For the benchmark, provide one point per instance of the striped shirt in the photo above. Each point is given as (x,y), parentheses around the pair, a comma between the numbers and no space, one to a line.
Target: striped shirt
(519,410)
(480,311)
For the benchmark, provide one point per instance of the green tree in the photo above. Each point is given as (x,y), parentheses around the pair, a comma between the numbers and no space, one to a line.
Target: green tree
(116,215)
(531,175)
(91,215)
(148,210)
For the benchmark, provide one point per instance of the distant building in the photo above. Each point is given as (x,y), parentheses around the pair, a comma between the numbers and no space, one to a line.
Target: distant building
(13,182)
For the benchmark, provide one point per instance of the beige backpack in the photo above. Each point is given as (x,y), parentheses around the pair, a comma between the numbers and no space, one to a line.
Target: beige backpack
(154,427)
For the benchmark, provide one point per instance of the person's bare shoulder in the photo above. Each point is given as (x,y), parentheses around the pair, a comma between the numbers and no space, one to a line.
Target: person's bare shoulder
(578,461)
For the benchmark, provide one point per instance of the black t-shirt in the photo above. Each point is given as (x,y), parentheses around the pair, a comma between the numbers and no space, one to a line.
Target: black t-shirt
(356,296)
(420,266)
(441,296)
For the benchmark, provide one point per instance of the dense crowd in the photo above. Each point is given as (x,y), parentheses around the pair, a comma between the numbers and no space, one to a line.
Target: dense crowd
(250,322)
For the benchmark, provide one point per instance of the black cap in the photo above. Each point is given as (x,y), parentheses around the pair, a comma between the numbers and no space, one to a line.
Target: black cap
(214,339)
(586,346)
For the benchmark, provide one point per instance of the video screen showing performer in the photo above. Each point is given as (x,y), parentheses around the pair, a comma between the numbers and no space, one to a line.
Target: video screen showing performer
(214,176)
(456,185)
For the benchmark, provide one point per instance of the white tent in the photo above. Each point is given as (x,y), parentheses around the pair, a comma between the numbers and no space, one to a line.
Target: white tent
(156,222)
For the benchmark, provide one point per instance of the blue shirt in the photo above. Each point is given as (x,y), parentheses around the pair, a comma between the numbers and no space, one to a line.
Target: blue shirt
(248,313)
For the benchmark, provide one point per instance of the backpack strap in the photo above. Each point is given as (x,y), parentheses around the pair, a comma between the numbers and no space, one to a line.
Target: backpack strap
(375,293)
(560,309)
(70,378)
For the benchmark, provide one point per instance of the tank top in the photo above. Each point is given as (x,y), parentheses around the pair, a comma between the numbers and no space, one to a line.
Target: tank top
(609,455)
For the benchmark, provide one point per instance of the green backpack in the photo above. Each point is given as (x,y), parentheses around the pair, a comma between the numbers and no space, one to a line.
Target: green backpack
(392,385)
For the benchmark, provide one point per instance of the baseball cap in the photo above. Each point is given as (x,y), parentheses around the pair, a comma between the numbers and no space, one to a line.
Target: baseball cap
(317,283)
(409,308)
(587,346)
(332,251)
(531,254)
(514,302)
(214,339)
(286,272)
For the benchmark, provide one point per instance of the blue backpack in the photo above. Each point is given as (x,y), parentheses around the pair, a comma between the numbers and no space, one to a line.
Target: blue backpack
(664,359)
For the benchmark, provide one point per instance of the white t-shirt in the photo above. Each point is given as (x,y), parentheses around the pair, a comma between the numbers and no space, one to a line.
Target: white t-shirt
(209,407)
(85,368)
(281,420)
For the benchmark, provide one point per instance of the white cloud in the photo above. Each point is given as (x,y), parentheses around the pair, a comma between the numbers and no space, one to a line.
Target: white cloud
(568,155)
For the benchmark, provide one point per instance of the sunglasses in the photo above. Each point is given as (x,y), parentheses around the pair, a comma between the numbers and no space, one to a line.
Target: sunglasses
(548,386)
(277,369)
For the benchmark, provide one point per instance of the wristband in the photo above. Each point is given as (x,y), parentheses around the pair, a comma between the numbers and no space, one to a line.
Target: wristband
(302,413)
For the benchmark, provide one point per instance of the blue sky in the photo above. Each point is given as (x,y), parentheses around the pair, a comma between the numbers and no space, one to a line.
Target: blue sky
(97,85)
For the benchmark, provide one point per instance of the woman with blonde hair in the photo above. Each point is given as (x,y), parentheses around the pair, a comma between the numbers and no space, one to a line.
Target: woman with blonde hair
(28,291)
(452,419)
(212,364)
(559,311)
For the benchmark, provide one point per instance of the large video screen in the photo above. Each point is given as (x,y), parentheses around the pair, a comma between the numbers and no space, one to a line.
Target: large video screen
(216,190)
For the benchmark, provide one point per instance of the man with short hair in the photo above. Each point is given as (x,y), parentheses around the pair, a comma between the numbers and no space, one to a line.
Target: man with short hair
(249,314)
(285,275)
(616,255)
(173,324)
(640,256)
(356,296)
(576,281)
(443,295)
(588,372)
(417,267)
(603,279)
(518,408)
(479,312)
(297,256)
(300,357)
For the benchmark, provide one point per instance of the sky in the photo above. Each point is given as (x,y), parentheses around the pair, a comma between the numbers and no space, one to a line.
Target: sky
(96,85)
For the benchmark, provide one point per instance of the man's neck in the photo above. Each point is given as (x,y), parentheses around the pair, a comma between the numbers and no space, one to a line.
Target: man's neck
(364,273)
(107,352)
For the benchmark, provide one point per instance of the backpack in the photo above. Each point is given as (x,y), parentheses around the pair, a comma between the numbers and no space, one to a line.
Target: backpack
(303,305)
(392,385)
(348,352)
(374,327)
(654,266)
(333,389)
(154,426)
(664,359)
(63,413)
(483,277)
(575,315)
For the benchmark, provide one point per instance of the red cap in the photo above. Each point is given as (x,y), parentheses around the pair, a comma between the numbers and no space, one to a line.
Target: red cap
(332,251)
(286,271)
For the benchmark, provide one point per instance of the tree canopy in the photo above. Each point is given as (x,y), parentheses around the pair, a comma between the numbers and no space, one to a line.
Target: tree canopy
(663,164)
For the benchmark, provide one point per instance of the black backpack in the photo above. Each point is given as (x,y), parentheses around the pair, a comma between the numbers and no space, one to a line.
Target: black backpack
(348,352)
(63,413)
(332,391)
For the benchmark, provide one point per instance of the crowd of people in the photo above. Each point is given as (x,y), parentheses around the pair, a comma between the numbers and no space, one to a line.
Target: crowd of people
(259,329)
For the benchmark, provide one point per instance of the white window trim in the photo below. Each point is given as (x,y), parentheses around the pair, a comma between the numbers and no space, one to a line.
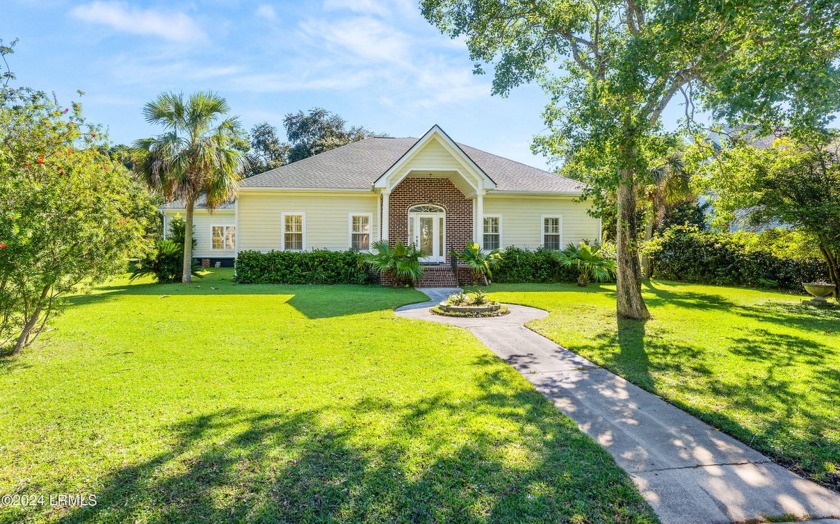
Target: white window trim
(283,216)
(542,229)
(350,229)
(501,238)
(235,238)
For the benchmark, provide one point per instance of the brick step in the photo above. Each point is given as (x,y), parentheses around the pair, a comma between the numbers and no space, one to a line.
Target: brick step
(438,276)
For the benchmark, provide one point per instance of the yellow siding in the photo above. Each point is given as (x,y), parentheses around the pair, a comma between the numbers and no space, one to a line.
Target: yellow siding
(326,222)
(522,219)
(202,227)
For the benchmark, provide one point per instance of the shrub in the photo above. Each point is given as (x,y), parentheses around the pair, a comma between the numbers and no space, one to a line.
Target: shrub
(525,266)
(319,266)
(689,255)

++++++++++++++++++++

_WHAT YOU NEED TO DO:_ Convert all the records into a JSON list of strings, with one string per line and blank lines skipped. Leave the pictures out.

_WORKED ANSWER:_
[
  "For the benchmark, provide one point per instance of the striped shirt in the photo above. Each point is given as (x,y), parentheses around the pair, a comma between the numbers and no space, one to a line.",
  "Target: striped shirt",
  "(519,410)",
  "(480,311)",
  "For the benchmark, provide one point per instance of the green tree in the photo above. Each point is given as (x,y), parentheses around the pair, a comma between the numbers and no space, one to a line.",
  "Target: green tree",
  "(116,215)",
  "(531,175)",
  "(91,215)",
  "(148,210)",
  "For the benchmark, provide one point per instance of the distant building in the photo above. Each point is given as (x,y), parentheses around the pair, a comma between the numbers and no space, one to a line.",
  "Target: distant building",
  "(13,182)",
  "For the benchmark, provide one point per instance of the beige backpack in the photo above. Each point is given as (x,y), parentheses around the pair, a comma between the numbers and no space, one to a line.",
  "Target: beige backpack",
  "(154,427)",
  "For the benchmark, provide one point per instance of the person's bare shoulder in the photo above. Each point is given as (x,y), parentheses around the pair, a comma between the numbers and no space, one to a line.",
  "Target: person's bare shoulder",
  "(578,461)",
  "For the benchmark, provide one point per instance of the black t-shirt in the photo above. Each point is given as (x,y), parentheses around the pair, a comma between the numbers and no space, one to a line.",
  "Target: black t-shirt",
  "(356,296)",
  "(420,266)",
  "(441,296)",
  "For the benchmark, provide one point per instance of the dense crowd in the photo above. Each point is given as (x,y), parentheses around the pair, a comma between the numbers and no space, one to a line.",
  "Target: dense crowd",
  "(250,322)",
  "For the benchmark, provide one point per instance of the black cap in the photo above. Each point is given as (x,y), parentheses around the pair, a comma between the numbers and no space, one to a line.",
  "Target: black cap",
  "(214,339)",
  "(586,346)",
  "For the benchmark, provide one point per instance of the video screen showing performer in the photo above. Each point is given as (x,y), parentheses around the pair, a comma between the numbers and no space, one to a line.",
  "Target: video screen showing performer",
  "(214,176)",
  "(456,185)",
  "For the benchmark, provide one point per instance of the white tent in the photo above. Each point is given as (x,y), parentheses around the pair, a comma between the numbers and no space, one to a line.",
  "Target: white tent",
  "(156,222)",
  "For the benchmark, provide one point per instance of the blue shirt in the photo above. Each point is given as (x,y), parentheses around the pair, a comma between the numbers and no space, one to a line.",
  "Target: blue shirt",
  "(248,313)",
  "For the benchmark, provide one point per instance of the backpack strap in the photo above. Each point is given as (x,y), parentheses around the pair, a comma between the numbers and no space, one to a line.",
  "Target: backpack strap",
  "(375,293)",
  "(560,309)",
  "(70,378)",
  "For the benchmark, provide one point per instance of the tank top in the photo above. Each point is given as (x,y), parentheses around the pair, a comma between the numbers and no space, one to a line.",
  "Target: tank top",
  "(609,455)",
  "For the benchmark, provide one point per instance of the green backpack in the photo above. Each point is given as (x,y), parentheses around the pair, a comma between the numbers and no space, one to a line.",
  "Target: green backpack",
  "(392,385)",
  "For the benchmark, provide one point per instance of the baseball cap in the photo above. Each point is given as (x,y), parentheses around the pair, a comma between the numbers and no space, one to a line.",
  "Target: baseball cap",
  "(317,283)",
  "(409,308)",
  "(587,346)",
  "(332,251)",
  "(531,254)",
  "(514,302)",
  "(214,339)",
  "(286,272)",
  "For the benchmark, provide one point per instance of the blue backpack in the photo above. Each point is given as (x,y), parentheses around the pair, a comma between the numbers and no space, one to a line.",
  "Target: blue backpack",
  "(664,359)",
  "For the benchmark, provide one point per instance of the white t-shirt in the photo above. Each point is given as (x,y), parentheses around the pair, a comma between the numbers and no space, one to a line.",
  "Target: white t-shirt",
  "(209,407)",
  "(85,368)",
  "(281,420)",
  "For the benchmark, provide one point per instance of the white cloud in the photo above. Each point is given as (x,y), parentheses around the pair, a comma between the numbers and no space, one to a line.",
  "Target: white cloud",
  "(568,155)",
  "For the benchmark, provide one point per instance of the sunglasses in the photo above. Each point is given as (x,y), parentheses around the pair, a comma between the numbers and no space, one to a line.",
  "Target: sunglasses",
  "(548,386)",
  "(277,369)",
  "For the benchmark, provide one point per instance of the wristband in the photo above. Each point is given as (x,y), parentheses around the pair, a comma between the numbers and no space, one to a line.",
  "Target: wristband",
  "(302,413)",
  "For the benchmark, provide one point per instance of the blue sky in the photo above. Each point is given as (x,y), parentheses around the pair, a comma between the numbers and no space, one to a line.",
  "Target: blue sky",
  "(97,85)",
  "For the benchmark, provide one point per instance of the woman with blonde hair in the photo above. Each point is given as (x,y), parentheses around the pair, a comma between the numbers and no space, one to a line.",
  "Target: woman with blonde hair",
  "(28,291)",
  "(452,419)",
  "(212,364)",
  "(559,311)",
  "For the benchmark, provide one point per instance of the large video screen in the photo above. Each point is given as (x,y), parentheses around the pair, a comma between the numbers and no space, one to a line.",
  "Target: large video screen",
  "(216,190)",
  "For the benchmark, provide one point per instance of the man with short hair in the photo above. Each point is given as (x,y), parentheses around the pair, a comma between the numbers and no space, one to a line.",
  "Target: man with short hair",
  "(249,314)",
  "(285,275)",
  "(616,255)",
  "(173,324)",
  "(640,256)",
  "(356,296)",
  "(576,281)",
  "(443,295)",
  "(588,372)",
  "(417,267)",
  "(603,279)",
  "(518,408)",
  "(479,312)",
  "(297,256)",
  "(300,357)",
  "For the benchmark, provide one point per instance of the sky in the photo above. Each point is given as (x,y), parentheses around the pair, a comma between the numbers and no space, one to a line.",
  "Target: sky",
  "(96,85)",
  "For the benchmark, provide one point per instance of the man's neck in the photo above. Each point is given as (x,y), parentheses around the pair, a comma between the numbers and no space, one to a line.",
  "Target: man's neck",
  "(364,273)",
  "(107,352)",
  "For the benchmark, provide one point per instance of the backpack in the photo above. Each point is given as (x,y), parentheses around the pair, a comma between the numbers and no space, one to a line.",
  "Target: backpack",
  "(303,305)",
  "(392,385)",
  "(348,352)",
  "(374,327)",
  "(654,266)",
  "(333,389)",
  "(154,426)",
  "(664,359)",
  "(63,413)",
  "(483,277)",
  "(575,315)",
  "For the benchmark, provide one point per instance of the red cap in the photo above. Each point is given as (x,y), parentheses around the pair, a comma between the numbers and no space, one to a line.",
  "Target: red cap",
  "(332,251)",
  "(286,271)",
  "For the benchmark, provide one point per instance of the tree canopy in the photo above. Each point is given as (x,y), parentheses around the pair, a comma between the numbers and no space, one to a line.",
  "Target: tree canopy",
  "(663,164)",
  "For the benchmark, provide one point per instance of the black backpack in the photo above. Each point is given as (x,y), parentheses around the pair, a comma between the numbers and no space, one to a line.",
  "Target: black backpack",
  "(348,352)",
  "(63,413)",
  "(332,391)",
  "For the benchmark, provide one point per instance of the crowd of people in the photo above. Each point is given as (x,y), parentheses around the pair, a comma between the numbers and no space, one to a line.",
  "Target: crowd of people",
  "(259,329)",
  "For the benchmark, provide one point per instance of the white window trim in the photo below. Each point is given as (x,y), parentheses around the pair, a comma between the numbers and no space, one to a line.",
  "Target: white window trim",
  "(283,216)",
  "(542,229)",
  "(350,229)",
  "(501,238)",
  "(235,238)",
  "For the benchmark, provide one point per instance of the brick step in the photo above. Each point is given as (x,y), parentheses around the pair, a comma between the numbers and no space, one to a line.",
  "Target: brick step",
  "(438,276)",
  "For the benchmark, provide one point per instance of the yellow siding in the photo above. Each point is given as (x,y), parentheses around the pair, a comma between the numbers and no space, one to a line.",
  "Target: yellow siding",
  "(326,222)",
  "(522,219)",
  "(202,227)",
  "For the benchmark, provide one point per instance of the shrub in the photo above. Each point is given as (x,y), parentheses around the pair, a comma between the numbers and no space, one to a line.",
  "Target: shrub",
  "(525,266)",
  "(319,266)",
  "(689,255)"
]